In the last chapters Willett, as per his basic chronological structure, deals with the end of the Weimar Republic.

America started it, by having the Wall Street Crash of October 1929. American banks were plunged into crisis and clawed back all their outstanding loans in order to stay solvent. Businesses all across America went bankrupt, but America had also been the main lender to the German government during the reconstruction years after the War.

It had been an American, Charles G. Dawes, who chaired the committee which came up with the Dawes Plan of 1924. This arranged for loans to be made to the German government, which it would invest to boost industry, which would increase the tax revenue, which it would then use to pay off the punishing reparations which France demanded at the end of the war. And these reparations France would use to pay off the large debts to America which France had incurred during the war.

It was the guarantee of American money which stabilised the German currency after the hyper-inflation crisis of 1923, and enabled the five years of economic and social stability which followed, 1924-29, the high point for Willett of the Republic’s artistic and cultural output. All funded, let it be remembered, by capitalist America’s money.

The Wall Street Crash ended that. American banks demanded their loans back. German industry collapsed. Unemployment shot up from a few hundred thousand to six million at the point where Hitler took power. Six million! People voted, logically enough, for the man who promised economic and national salvation.

In this respect, the failure of American capitalism, which the crash represented, directly led to the rise of Hitler, to the Second World War, to the invasion of Russia, the partition of Europe and the Cold War. No Wall Street Crash, none of that would have happened.

A closed worldview leads to failure

Anyway, given that all this is relatively well known (it was all taught to my kids for their history GCSEs) what Willett’s account brings out is the short-sighted stupidity of the Communist Party of Germany and their Soviet masters.

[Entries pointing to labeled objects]

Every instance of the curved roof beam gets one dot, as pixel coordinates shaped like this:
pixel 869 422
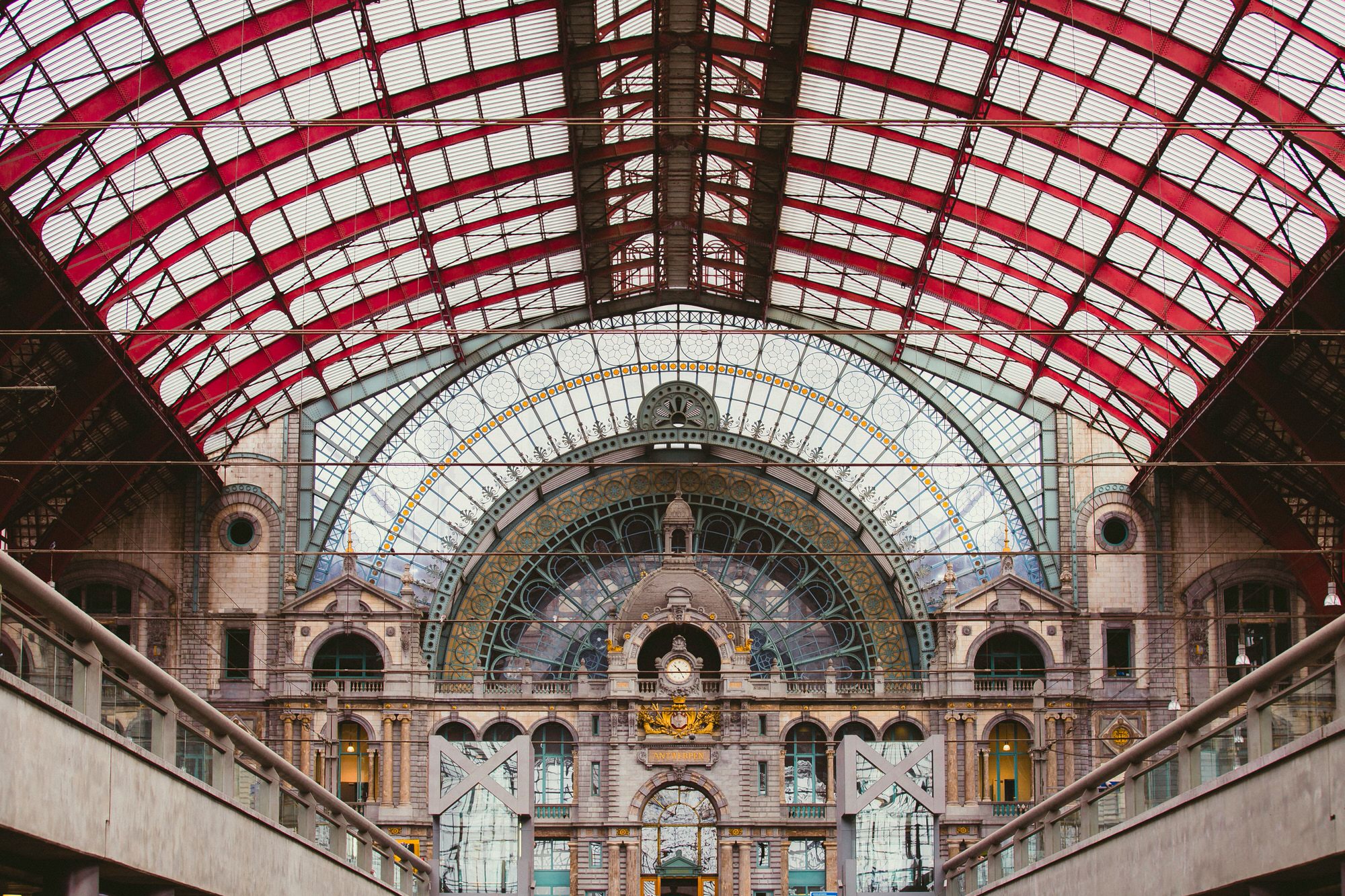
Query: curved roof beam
pixel 1179 317
pixel 1077 352
pixel 1090 84
pixel 1086 357
pixel 1035 283
pixel 255 272
pixel 108 247
pixel 1176 198
pixel 937 325
pixel 124 95
pixel 1117 280
pixel 1221 77
pixel 198 403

| Exercise requirements |
- 1) Please answer these questions about the passage on the end of the Weimar Republic, one line each:
(a) Who chaired the committee behind the 1924 loan plan?
(b) Which years does it give for the period of economic and social stability?
(c) What figure did unemployment reach at the point where Hitler took power?
- 2) Rewrite the part of the passage on the end of the Weimar Republic that opens with the words "In this respect, the" and closes with "would have happened.", and swap "the partition of Europe" for "the division of Europe".
- 3) Extend the passage on the end of the Weimar Republic beyond its last sentence.

| Answers given |
- 1)
(a) Charles G. Dawes
(b) 1924-29
(c) Six million

- 2)
In this respect, the failure of American capitalism, which the crash represented, directly led to the rise of Hitler, to the Second World War, to the invasion of Russia, the division of Europe and the Cold War. No Wall Street Crash, none of that would have happened.

- 3)
Right up till the end of the Weimar Republic, the Communists (the KPD) refused to co-operate with the more centrist socialists (the SPD) in forming a government, and often campaigned against them. Willett quotes a contemporary communist paper saying an SPD government and a disunited working class would be a vastly worse evil than a fascist government and a unified working class. Well, they got the fascist government they hoped for.

In fact, the communists wanted a Big Crisis to come because they were convinced that it would bring about the German Revolution (which would itself trigger revolution across Europe and the triumph of communism).

How could they have been so stupid?

Because they lived in a bubble of self-reaffirming views. I thought this passage was eerily relevant to discussions today about people’s use of the internet, about modern digital citizens tending to select the news media, journalism and art and movies and so on, which reinforce their views and convince them that everyone thinks like them.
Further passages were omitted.